** Opening Raw data block **

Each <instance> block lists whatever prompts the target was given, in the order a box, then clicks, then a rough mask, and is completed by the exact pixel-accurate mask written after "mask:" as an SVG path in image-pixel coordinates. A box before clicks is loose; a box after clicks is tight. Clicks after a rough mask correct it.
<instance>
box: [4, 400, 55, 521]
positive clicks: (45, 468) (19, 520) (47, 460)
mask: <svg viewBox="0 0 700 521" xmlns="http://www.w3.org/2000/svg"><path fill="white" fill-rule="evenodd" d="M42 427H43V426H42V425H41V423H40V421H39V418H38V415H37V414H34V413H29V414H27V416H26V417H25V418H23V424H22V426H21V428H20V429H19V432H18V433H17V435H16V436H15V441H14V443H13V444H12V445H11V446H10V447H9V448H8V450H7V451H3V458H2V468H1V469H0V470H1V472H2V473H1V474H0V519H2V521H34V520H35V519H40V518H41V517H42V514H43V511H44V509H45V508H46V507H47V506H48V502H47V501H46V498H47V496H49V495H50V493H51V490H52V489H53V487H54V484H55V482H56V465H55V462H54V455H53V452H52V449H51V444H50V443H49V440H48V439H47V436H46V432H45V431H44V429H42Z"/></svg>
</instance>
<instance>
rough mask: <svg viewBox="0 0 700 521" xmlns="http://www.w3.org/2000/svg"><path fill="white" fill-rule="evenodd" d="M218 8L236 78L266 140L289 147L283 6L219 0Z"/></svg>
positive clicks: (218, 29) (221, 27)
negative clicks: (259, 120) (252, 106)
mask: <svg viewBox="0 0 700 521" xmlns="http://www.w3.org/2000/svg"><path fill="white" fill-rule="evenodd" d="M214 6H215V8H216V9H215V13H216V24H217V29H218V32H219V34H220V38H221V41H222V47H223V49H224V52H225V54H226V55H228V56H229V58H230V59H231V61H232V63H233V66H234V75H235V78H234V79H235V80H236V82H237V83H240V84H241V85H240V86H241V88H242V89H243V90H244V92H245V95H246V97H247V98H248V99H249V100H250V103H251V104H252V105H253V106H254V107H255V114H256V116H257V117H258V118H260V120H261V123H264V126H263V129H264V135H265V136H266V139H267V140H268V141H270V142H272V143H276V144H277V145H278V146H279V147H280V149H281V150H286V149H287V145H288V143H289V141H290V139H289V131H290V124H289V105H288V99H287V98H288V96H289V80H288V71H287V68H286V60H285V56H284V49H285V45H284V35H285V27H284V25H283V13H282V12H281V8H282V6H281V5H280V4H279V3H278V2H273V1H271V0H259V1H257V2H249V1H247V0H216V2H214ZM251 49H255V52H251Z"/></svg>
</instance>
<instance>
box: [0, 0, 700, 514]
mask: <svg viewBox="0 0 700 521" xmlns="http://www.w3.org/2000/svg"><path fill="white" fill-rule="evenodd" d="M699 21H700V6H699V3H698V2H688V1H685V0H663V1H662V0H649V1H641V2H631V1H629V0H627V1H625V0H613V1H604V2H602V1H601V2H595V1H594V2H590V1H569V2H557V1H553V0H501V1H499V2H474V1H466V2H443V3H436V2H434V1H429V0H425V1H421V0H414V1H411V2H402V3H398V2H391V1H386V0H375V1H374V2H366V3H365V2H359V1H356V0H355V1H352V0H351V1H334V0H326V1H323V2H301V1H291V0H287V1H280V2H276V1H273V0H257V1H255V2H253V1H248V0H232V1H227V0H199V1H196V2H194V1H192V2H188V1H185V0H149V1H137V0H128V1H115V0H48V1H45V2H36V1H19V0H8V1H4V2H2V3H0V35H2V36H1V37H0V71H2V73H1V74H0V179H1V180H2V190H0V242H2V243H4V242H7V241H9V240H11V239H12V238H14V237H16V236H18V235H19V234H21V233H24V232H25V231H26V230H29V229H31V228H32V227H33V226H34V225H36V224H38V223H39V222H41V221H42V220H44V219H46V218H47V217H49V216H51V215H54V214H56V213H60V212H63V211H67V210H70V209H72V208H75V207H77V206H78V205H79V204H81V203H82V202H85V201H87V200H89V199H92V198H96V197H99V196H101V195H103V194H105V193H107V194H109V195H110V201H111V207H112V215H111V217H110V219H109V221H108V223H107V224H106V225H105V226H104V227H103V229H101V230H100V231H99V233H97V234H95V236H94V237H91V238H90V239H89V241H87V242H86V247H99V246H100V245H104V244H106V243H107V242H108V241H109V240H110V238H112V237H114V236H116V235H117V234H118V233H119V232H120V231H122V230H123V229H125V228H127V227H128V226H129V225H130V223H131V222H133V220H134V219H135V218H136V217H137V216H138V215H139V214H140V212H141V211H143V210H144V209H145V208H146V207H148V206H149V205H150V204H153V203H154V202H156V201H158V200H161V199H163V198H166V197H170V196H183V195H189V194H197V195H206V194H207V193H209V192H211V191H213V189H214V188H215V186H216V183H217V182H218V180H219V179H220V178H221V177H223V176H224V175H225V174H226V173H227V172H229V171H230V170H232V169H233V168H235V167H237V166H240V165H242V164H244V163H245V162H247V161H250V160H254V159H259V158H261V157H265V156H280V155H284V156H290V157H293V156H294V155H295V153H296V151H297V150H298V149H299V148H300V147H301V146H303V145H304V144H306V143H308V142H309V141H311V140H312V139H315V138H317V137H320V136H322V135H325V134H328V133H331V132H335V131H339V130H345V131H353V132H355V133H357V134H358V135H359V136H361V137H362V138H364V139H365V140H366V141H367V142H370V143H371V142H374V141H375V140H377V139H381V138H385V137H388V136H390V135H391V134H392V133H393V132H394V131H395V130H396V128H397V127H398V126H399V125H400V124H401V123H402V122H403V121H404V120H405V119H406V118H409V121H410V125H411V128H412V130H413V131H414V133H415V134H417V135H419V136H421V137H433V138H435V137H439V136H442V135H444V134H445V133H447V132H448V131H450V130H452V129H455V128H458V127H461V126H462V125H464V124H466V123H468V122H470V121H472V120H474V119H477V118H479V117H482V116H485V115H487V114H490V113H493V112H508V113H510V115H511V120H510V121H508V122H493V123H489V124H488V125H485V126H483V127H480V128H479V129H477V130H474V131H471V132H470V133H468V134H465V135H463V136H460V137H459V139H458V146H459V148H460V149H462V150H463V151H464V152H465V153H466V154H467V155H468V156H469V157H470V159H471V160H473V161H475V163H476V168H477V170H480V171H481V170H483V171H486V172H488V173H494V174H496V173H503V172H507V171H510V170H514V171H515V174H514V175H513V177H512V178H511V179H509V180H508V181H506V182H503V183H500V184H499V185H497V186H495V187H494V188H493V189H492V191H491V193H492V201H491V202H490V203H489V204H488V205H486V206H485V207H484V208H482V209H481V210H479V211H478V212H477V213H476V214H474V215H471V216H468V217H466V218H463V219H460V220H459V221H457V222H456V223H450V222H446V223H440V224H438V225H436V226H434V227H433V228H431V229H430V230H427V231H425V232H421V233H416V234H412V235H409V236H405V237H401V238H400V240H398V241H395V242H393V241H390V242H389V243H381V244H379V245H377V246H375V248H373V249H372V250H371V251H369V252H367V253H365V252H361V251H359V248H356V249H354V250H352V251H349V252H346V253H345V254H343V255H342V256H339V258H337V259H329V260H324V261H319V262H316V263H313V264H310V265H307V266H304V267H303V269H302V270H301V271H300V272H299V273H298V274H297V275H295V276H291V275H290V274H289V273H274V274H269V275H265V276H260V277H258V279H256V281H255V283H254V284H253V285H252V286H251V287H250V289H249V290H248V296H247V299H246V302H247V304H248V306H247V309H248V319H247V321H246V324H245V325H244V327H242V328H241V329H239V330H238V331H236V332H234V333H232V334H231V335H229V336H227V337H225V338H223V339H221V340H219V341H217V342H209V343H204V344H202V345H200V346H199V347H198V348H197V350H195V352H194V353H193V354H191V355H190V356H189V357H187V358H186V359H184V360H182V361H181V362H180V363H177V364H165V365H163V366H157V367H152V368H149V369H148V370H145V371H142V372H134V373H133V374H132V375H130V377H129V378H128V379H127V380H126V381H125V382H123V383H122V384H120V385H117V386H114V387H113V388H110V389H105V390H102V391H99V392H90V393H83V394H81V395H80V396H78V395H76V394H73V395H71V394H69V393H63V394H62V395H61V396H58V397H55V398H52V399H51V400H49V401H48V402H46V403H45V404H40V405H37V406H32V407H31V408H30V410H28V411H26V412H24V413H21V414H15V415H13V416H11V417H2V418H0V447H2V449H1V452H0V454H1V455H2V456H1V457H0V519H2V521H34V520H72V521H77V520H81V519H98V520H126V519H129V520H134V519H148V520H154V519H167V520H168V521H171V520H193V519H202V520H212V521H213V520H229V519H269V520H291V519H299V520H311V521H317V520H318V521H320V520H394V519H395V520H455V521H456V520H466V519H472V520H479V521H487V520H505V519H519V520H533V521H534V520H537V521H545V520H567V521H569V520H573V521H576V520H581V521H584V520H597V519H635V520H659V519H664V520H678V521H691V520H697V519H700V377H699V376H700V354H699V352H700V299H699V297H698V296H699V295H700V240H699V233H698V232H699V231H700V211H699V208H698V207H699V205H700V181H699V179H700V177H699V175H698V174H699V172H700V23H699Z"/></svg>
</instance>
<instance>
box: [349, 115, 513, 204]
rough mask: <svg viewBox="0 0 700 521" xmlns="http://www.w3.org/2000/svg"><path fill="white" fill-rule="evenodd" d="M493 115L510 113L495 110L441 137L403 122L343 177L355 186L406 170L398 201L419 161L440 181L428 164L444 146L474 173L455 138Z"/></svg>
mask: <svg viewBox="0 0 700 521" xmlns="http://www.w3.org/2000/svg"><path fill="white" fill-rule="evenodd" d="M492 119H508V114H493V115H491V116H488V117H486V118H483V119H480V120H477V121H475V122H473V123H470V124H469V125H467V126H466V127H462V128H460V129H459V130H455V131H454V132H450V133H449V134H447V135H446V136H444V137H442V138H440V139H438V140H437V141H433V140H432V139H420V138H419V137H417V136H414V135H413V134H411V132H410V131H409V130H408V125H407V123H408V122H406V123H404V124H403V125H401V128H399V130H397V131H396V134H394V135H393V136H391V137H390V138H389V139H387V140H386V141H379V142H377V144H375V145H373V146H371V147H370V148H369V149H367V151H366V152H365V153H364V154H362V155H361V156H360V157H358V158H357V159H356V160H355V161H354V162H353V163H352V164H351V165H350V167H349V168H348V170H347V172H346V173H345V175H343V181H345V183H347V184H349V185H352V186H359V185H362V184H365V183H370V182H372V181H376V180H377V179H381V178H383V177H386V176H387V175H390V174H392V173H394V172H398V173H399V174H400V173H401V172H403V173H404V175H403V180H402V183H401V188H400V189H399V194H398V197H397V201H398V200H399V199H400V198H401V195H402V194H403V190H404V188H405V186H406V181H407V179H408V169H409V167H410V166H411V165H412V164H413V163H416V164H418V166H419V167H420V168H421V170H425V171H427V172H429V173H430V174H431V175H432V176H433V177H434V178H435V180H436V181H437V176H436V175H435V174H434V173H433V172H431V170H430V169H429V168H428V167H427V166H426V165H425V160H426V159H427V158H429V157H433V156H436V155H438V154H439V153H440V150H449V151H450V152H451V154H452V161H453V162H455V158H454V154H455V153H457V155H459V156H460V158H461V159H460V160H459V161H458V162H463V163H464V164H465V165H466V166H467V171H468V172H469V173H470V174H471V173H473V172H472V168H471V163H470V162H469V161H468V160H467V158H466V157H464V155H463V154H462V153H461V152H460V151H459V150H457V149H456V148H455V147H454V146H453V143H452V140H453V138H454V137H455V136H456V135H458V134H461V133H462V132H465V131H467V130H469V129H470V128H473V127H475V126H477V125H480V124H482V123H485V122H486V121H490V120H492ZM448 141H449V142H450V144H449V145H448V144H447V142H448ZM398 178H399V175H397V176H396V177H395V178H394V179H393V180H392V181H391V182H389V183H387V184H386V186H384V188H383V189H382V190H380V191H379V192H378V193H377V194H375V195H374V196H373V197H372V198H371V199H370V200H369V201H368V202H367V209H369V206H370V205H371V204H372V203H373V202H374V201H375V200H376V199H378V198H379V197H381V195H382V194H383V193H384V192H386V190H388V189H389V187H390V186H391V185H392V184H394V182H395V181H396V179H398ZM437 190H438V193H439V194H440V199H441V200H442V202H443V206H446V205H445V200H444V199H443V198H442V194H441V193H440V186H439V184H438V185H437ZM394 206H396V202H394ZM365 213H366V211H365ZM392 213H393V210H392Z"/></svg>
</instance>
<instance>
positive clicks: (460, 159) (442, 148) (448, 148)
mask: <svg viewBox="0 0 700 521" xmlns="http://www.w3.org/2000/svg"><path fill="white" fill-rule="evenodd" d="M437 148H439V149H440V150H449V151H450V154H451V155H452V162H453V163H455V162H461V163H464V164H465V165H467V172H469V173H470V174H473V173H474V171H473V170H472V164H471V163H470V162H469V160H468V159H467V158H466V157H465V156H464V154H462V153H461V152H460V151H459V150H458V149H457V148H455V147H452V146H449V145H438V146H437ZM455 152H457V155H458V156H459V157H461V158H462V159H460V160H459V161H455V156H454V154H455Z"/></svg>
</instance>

** Closing Raw data block **

> **Activity**:
Report, for the data above, every line in which the string "clicks" appears.

> **Result of the task**:
Each <instance> block lists whatever prompts the target was given, in the order a box, then clicks, then a rough mask, and is completed by the exact pixel-accurate mask written after "mask:" as an SVG path in image-pixel coordinates. A box before clicks is loose; a box after clicks is tight. Clicks after a rough mask correct it.
positive clicks: (45, 468) (19, 520) (47, 460)
positive clicks: (218, 29) (221, 27)
negative clicks: (259, 120) (252, 106)
positive clicks: (460, 159) (442, 148) (448, 148)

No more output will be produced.